» Problem description: Edit the lines below, replacing each occurrence of "each instance" with "every instance" and leaving everything else unchanged.

» Provided data:
** BEGIN **

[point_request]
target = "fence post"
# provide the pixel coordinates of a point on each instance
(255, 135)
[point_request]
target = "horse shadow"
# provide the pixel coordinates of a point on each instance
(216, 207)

** END **

» Final answer:
[point_request]
target = "fence post"
# provide the pixel coordinates of a point on every instance
(255, 135)
[point_request]
target = "horse shadow"
# provide the pixel coordinates of a point on every instance
(216, 207)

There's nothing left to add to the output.